YOUR OBJECTIVE >> Find and copy each line of the records where the string "horse" shows up.
(Beginning of RECORDS FOR THE EXERCISE)
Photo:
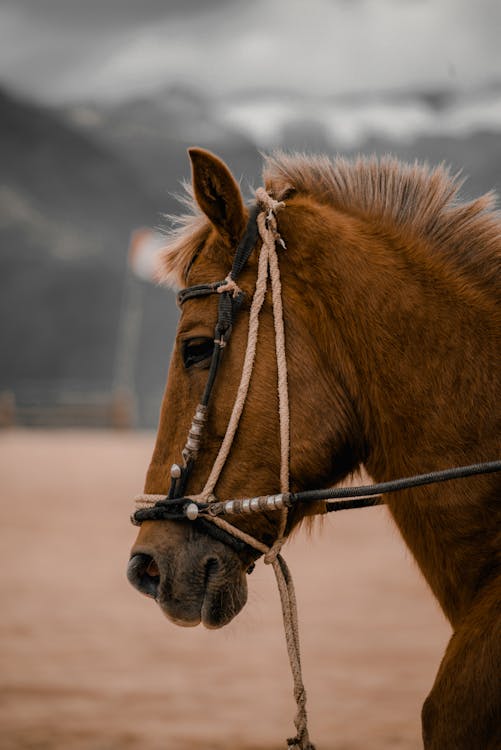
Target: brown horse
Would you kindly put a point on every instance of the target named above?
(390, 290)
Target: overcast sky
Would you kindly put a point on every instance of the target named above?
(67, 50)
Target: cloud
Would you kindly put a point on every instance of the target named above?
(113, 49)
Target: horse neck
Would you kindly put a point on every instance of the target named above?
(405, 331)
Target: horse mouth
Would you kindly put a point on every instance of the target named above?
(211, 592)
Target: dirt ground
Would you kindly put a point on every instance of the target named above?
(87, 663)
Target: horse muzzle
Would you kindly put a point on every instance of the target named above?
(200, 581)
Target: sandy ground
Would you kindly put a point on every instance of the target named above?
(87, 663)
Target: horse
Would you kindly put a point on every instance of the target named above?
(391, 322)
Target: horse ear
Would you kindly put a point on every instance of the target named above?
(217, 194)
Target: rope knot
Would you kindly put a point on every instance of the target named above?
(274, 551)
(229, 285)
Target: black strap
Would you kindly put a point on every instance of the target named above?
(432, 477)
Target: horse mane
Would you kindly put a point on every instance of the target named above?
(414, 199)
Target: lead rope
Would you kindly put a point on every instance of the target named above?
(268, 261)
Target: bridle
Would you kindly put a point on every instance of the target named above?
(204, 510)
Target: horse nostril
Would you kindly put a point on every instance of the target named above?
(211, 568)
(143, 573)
(End of RECORDS FOR THE EXERCISE)
(Beginning of RECORDS FOR THE EXERCISE)
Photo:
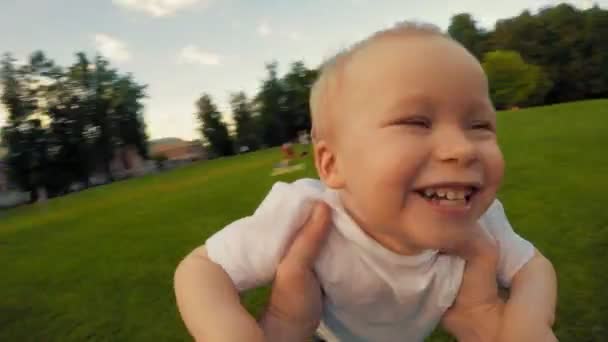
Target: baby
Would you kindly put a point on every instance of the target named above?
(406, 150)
(End of RECORDS FOR THE EXERCISE)
TASK RESULT >>
Target: brown horse
Target: horse neck
Target: horse mouth
Target: horse muzzle
Target: horse
Target: horse ear
Target: horse mane
Target: horse nostril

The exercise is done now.